Text for analysis =

________________________

I like to browse around among my books, and am trying to have my boys and girls acquire the same habit. Reading for pure enjoyment isn't a formal affair any more than eating. Sometimes I feel in the mood for a grapefruit for breakfast, sometimes for an orange, and sometimes for neither. I'm glad not to board at a place where they have standardized breakfasts and reading. If I feel in the mood for an orange I want an orange, even if my neighbor has a casaba melon. So, if I want my "Middlemarch," I'm quite eager for that book, and am quite willing for my neighbor to have his "Henry Esmond." The appetite for books is variable, the same as for food, and I'd rather consult my appetite than my neighbor when choosing a book as a companion through a lazy afternoon beneath the maple-tree, I refuse to try to supervise the reading of my pupils. Why, I couldn't supervise their eating. I'd have to find out whether the boy was yearning for porterhouse steak or ice-cream, first; then I might help him make a selection. The best I can do is to have plenty of steak, potatoes, pie, and ice-cream around, and allow him to help himself.
CHAPTER XIX
MAKE-BELIEVE
The text may be found in "Over Bemerton's," by E. V. Lucas, and reads as follows: "A gentle hypocrisy is not only the basis but the salt of civilized life." This statement startled me a bit at first; but when I got to thinking of my experience in having a photograph of myself made I saw that Mr. Lucas has some warrant for his statement. There has been only one Oliver Cromwell to say: "Paint me as I am." The rest of us humans prefer to have the wart omitted. If my photograph is true to life I don't want it. I'm going to send it away, and I don't want the folks who get it to think I look like that. If I were a woman and could wear a disguise of cosmetics when sitting for a picture the case might not be quite so bad. The subtle flattery of the photograph is very grateful to us mortals whether we admit it or not. My friend Baxter introduced me once as a man who is not two-faced, and went on to explain that if I had had two faces I'd have brought the other instead of this one. And that's true. I expect the photographer to evoke another face for me, and hence my generous gift of money to him. I like that chap immensely. He takes my money, gives me another face, bows me out with the grace of a finished courtier, and never, by word or look, reveals his knowledge of my hypocrisy.

________________________

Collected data
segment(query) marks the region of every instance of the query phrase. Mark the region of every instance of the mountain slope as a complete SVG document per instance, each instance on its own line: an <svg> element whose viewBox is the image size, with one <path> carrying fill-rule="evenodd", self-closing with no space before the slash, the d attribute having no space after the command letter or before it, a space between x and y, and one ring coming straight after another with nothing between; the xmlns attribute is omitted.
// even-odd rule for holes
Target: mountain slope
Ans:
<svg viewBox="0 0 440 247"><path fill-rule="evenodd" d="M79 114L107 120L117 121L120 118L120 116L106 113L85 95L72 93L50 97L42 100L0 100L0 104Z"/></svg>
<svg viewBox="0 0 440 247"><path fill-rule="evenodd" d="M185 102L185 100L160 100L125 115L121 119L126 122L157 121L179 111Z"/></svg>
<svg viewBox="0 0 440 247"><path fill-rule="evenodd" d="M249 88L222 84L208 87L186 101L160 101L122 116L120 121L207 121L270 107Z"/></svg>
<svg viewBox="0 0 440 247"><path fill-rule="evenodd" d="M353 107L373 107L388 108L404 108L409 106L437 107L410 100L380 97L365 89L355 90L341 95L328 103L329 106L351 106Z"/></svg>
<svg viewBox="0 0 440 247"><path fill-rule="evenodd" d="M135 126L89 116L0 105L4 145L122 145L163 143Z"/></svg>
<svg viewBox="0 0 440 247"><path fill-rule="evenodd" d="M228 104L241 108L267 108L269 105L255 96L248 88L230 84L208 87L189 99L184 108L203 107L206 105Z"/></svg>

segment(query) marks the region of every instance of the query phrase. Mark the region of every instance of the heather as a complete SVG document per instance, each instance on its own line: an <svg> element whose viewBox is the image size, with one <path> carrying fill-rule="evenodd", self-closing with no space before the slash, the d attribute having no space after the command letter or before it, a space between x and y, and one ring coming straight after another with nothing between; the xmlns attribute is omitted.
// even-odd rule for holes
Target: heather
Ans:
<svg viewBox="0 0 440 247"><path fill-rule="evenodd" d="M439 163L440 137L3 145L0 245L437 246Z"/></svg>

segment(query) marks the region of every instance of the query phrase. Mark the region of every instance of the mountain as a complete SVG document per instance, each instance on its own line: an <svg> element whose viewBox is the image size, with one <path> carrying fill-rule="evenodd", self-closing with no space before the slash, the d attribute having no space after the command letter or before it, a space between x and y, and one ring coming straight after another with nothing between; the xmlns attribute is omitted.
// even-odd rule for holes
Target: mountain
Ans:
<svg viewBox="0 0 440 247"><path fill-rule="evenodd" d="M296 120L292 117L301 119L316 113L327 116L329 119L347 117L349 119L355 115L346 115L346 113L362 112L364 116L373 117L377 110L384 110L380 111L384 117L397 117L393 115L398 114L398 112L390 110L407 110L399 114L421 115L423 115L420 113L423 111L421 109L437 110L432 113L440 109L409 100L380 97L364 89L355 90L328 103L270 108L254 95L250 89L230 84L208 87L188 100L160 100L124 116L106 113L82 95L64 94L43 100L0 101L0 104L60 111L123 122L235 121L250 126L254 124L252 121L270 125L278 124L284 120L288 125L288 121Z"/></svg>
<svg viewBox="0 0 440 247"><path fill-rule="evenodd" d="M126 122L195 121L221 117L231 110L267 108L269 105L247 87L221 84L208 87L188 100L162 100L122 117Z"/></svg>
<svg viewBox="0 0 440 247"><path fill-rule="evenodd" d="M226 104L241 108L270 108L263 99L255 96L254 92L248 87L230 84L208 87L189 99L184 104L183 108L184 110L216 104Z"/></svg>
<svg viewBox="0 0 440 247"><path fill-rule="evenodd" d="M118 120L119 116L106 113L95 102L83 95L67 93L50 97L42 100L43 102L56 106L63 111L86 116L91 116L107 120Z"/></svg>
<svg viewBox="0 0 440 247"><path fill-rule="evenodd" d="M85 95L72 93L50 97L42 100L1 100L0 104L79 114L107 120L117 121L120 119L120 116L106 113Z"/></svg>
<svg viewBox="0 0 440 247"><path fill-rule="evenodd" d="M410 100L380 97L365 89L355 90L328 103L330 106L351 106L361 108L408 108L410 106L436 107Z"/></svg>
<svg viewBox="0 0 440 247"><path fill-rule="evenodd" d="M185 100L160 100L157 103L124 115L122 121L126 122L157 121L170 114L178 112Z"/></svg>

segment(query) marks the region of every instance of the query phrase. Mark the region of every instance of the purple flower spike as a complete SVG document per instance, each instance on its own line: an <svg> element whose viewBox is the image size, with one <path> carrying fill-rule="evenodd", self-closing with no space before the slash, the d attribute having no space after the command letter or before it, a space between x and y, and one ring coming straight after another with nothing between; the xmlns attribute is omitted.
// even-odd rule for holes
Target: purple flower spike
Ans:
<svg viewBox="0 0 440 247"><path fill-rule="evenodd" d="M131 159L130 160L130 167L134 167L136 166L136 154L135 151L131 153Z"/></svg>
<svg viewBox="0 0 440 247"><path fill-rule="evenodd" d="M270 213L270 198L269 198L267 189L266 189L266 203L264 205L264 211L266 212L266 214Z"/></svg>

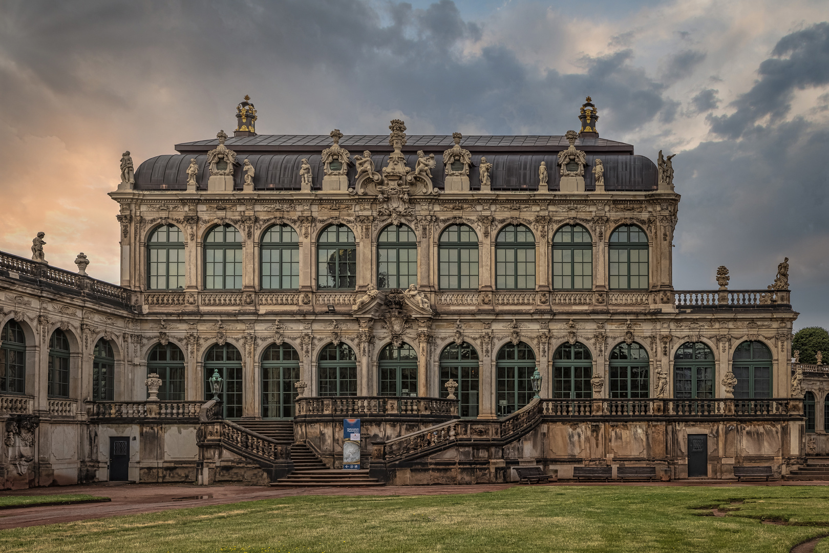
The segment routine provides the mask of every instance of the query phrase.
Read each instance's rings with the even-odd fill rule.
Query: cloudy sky
[[[574,7],[576,7],[575,8]],[[0,0],[0,249],[115,281],[121,153],[232,130],[563,134],[676,153],[678,289],[764,289],[829,327],[825,0]]]

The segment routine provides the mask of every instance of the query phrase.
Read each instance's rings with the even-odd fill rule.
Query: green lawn
[[[702,507],[732,510],[701,516],[710,514],[695,508]],[[33,526],[0,531],[0,551],[784,553],[827,533],[823,487],[522,486],[449,496],[304,496]]]
[[[109,499],[99,496],[90,496],[85,493],[61,493],[42,496],[2,496],[0,507],[20,507],[22,505],[36,505],[38,503],[52,503],[55,502],[89,501],[90,499]]]

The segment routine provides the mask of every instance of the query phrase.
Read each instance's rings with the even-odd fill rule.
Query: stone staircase
[[[829,480],[829,457],[806,458],[806,465],[787,474],[786,480]]]

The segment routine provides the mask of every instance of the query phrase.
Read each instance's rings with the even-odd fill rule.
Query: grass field
[[[90,496],[85,493],[62,493],[44,496],[4,496],[0,497],[0,507],[37,505],[38,503],[52,503],[56,502],[89,501],[90,499],[106,499],[106,497]]]
[[[728,516],[710,516],[718,507]],[[32,526],[0,531],[0,551],[784,553],[825,534],[823,487],[523,486],[444,496],[304,496]]]

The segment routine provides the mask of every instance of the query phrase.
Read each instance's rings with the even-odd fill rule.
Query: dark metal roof
[[[176,144],[176,150],[181,153],[199,153],[216,147],[217,138],[197,140]],[[406,137],[405,151],[424,150],[426,153],[443,153],[453,145],[449,134],[422,134]],[[318,150],[322,152],[332,144],[327,134],[256,134],[254,136],[231,137],[225,145],[236,153],[253,152],[286,152]],[[585,152],[602,152],[633,155],[633,147],[623,142],[584,137],[575,143],[576,147]],[[340,145],[351,151],[351,154],[364,149],[391,151],[388,134],[351,134],[342,137]],[[564,136],[559,135],[526,135],[526,136],[465,136],[461,146],[478,155],[480,152],[514,152],[536,150],[558,152],[567,149],[569,143]]]
[[[228,140],[228,143],[230,141]],[[586,148],[585,148],[586,149]],[[306,150],[297,153],[251,153],[240,156],[239,167],[234,170],[235,190],[242,190],[244,175],[241,171],[241,163],[245,159],[250,160],[255,169],[254,187],[256,190],[299,190],[299,168],[303,158],[307,158],[313,171],[314,188],[320,189],[322,182],[322,164],[320,163],[321,154],[318,152]],[[588,154],[588,167],[584,171],[584,186],[588,191],[595,190],[593,173],[594,160],[600,158],[604,163],[604,183],[608,191],[648,191],[657,189],[657,167],[650,159],[642,156],[615,155],[602,153],[601,155]],[[207,189],[208,172],[205,171],[207,156],[205,154],[175,154],[151,158],[135,172],[135,187],[137,190],[186,190],[187,182],[187,167],[190,159],[195,158],[199,167],[196,182],[199,190]],[[380,167],[388,164],[388,155],[372,155],[374,165]],[[478,165],[480,156],[473,158],[473,167],[469,170],[469,182],[473,190],[480,189]],[[541,162],[546,162],[550,174],[550,190],[559,190],[559,168],[556,166],[556,154],[551,153],[487,153],[487,161],[492,164],[490,174],[493,191],[526,191],[538,190],[538,167]],[[432,182],[439,189],[444,187],[444,162],[442,156],[435,156],[437,163],[432,169]],[[417,155],[406,155],[406,163],[414,167],[417,163]],[[354,182],[356,170],[351,165],[348,170],[348,180]]]

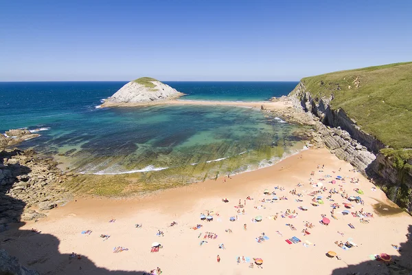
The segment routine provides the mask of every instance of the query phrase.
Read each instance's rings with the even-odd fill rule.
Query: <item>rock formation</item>
[[[37,138],[40,135],[32,133],[27,129],[9,130],[5,135],[0,133],[0,149],[19,144],[25,140]]]
[[[315,100],[301,82],[288,99],[296,111],[312,118],[312,122],[306,124],[313,125],[316,131],[311,134],[316,146],[324,144],[339,159],[380,182],[390,199],[412,212],[412,198],[409,195],[412,190],[412,171],[396,169],[393,162],[380,153],[386,147],[382,142],[362,131],[344,110],[330,108],[333,97]]]
[[[56,165],[32,150],[0,151],[0,232],[9,223],[45,217],[43,210],[71,199],[62,184],[74,175],[62,173]]]
[[[146,104],[176,99],[184,94],[161,82],[150,78],[130,81],[107,98],[102,107]]]

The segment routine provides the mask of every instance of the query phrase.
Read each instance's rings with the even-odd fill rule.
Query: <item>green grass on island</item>
[[[149,77],[143,77],[137,79],[135,79],[133,82],[136,83],[141,84],[147,87],[148,88],[154,88],[156,85],[152,82],[152,81],[159,81],[157,79],[149,78]]]
[[[412,62],[302,78],[315,100],[334,99],[360,129],[395,149],[412,148]]]

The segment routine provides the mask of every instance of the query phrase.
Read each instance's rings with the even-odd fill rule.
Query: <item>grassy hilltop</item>
[[[156,85],[152,83],[152,81],[159,81],[157,79],[148,78],[148,77],[143,77],[137,79],[135,79],[133,82],[135,82],[136,83],[141,84],[148,88],[154,88]]]
[[[412,62],[302,78],[315,100],[334,99],[366,133],[396,148],[412,148]]]

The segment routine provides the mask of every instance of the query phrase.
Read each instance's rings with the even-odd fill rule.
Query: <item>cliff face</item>
[[[319,118],[322,123],[316,123],[315,129],[332,153],[374,178],[390,199],[412,212],[412,172],[396,168],[390,157],[379,152],[386,147],[381,141],[362,131],[344,110],[332,109],[333,95],[329,98],[313,98],[304,83],[300,82],[289,98],[297,109]]]
[[[150,85],[148,85],[136,80],[129,82],[107,98],[102,106],[148,104],[159,100],[175,99],[183,95],[160,81],[153,80],[148,82]]]

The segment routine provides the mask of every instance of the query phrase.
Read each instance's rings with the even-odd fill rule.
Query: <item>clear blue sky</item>
[[[0,81],[298,80],[411,60],[409,0],[0,0]]]

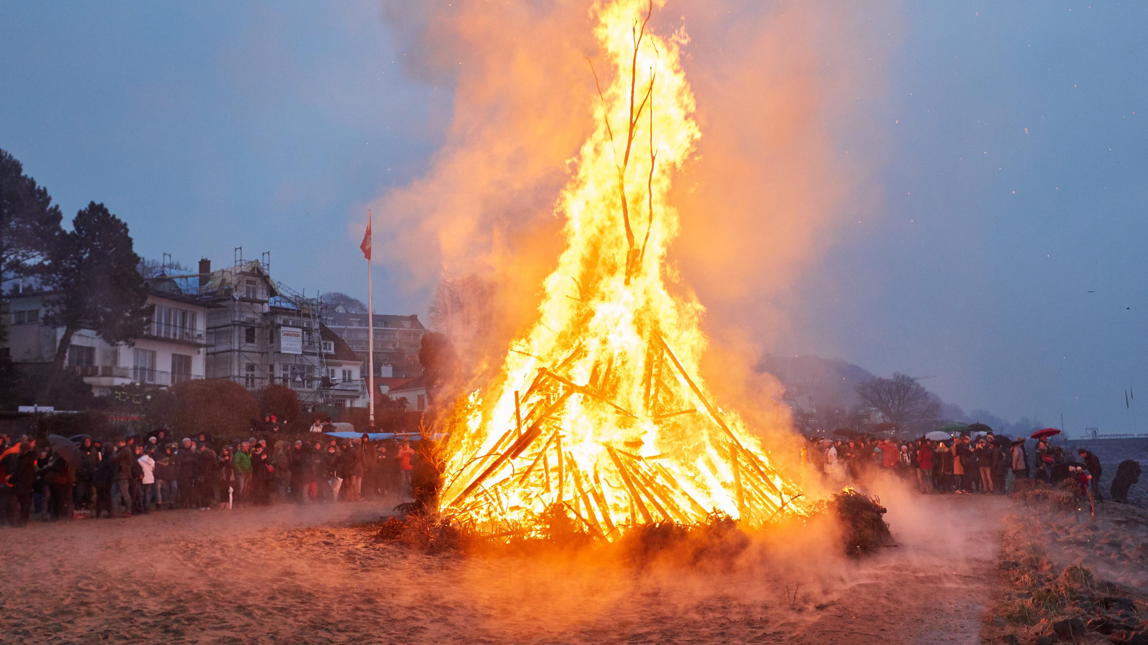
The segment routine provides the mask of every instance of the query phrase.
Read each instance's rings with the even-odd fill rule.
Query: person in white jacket
[[[160,497],[158,490],[155,485],[155,446],[149,445],[147,452],[138,459],[140,463],[140,468],[144,469],[144,479],[140,483],[144,485],[144,512],[148,511],[152,502],[155,502],[156,510],[160,510]]]

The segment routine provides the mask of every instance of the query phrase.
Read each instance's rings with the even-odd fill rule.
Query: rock
[[[1145,634],[1142,631],[1120,630],[1109,637],[1116,645],[1145,645]]]
[[[1061,640],[1076,640],[1077,637],[1084,636],[1084,621],[1080,619],[1068,619],[1054,622],[1053,634]]]
[[[1114,631],[1116,631],[1116,624],[1112,621],[1104,617],[1088,619],[1088,622],[1085,623],[1085,629],[1087,629],[1088,631],[1095,631],[1096,634],[1101,634],[1103,636],[1108,636]]]
[[[1128,598],[1120,598],[1119,596],[1101,596],[1096,598],[1096,604],[1103,607],[1106,611],[1131,611],[1133,603]]]

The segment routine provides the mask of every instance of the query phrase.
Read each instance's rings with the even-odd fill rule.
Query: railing
[[[166,386],[171,383],[171,376],[168,372],[148,370],[146,367],[132,367],[132,380],[137,383],[148,383],[153,386]]]
[[[165,322],[152,322],[144,332],[146,337],[208,344],[207,334],[201,329],[178,327]]]
[[[181,373],[172,372],[171,373],[171,384],[176,386],[176,384],[183,383],[184,381],[194,381],[194,380],[202,379],[202,378],[203,376],[201,376],[199,374],[181,374]]]
[[[145,367],[117,367],[115,365],[69,365],[68,370],[84,378],[131,379],[137,383],[152,386],[174,386],[203,378],[201,374],[172,373]]]
[[[358,381],[338,381],[331,389],[339,394],[363,394],[366,391],[366,384],[362,379]]]
[[[116,367],[114,365],[69,365],[68,368],[80,376],[106,376],[113,379],[131,379],[132,372],[129,367]]]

________________________

Exercise description = Continue the passage about reading and make-believe, starting right after its final sentence about the photographer.

Expected output =
As a boy I had a full suit of company manners which I wore only when guests were present, and so was always sorry to have guests come. I sat back on the chair instead of on its edge; I didn't swing my legs unless I had a lapse of memory; I said, "Yes, ma'am," and, "No, ma'am," like any other parrot, just as I did at rehearsal; and, in short, I was a most exemplary child save for occasional reactions to unlooked-for situations. The folks knew I was posing, and were on nettles all the while from fear of a breakdown; the guests knew I was posing, and I knew I was posing. But we all pretended to one another that that was the regular order of procedure in our house. So we had a very gratifying concert exercise in hypocrisy. We said our prayers that night just as usual.